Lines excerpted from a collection
--
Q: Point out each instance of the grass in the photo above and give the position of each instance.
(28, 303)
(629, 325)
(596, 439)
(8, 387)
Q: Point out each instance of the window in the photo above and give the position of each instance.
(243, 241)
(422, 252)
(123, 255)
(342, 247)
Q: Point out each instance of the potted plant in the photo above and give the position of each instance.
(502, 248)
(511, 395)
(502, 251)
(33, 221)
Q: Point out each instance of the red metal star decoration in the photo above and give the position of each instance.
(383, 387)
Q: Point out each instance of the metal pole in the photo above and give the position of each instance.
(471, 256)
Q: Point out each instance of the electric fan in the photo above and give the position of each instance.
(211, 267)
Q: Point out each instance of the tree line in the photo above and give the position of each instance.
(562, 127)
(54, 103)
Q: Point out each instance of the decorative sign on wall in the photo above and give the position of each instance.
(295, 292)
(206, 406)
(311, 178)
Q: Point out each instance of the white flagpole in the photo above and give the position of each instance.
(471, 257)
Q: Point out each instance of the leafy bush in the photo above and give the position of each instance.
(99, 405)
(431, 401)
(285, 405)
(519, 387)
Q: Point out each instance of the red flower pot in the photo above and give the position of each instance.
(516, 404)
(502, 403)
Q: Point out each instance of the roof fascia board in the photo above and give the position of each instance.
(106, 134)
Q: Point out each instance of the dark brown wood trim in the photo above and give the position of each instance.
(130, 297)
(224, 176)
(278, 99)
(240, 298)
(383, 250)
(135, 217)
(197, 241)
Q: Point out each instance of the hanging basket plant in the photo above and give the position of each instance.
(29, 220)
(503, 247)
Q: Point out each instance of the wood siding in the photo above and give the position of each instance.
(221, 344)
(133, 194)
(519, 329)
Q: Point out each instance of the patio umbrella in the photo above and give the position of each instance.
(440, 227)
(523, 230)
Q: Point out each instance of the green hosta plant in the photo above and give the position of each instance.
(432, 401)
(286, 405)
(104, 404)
--
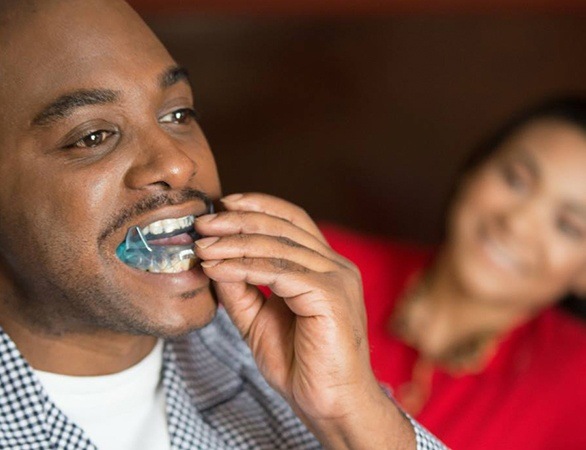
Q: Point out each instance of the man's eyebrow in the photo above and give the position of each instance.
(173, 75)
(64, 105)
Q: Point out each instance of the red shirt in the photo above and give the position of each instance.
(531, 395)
--
GIVEN PROBLEM
Count the lines above that contain the string "wood", matching case exactly. Give only the number.

PROBLEM SOLUTION
2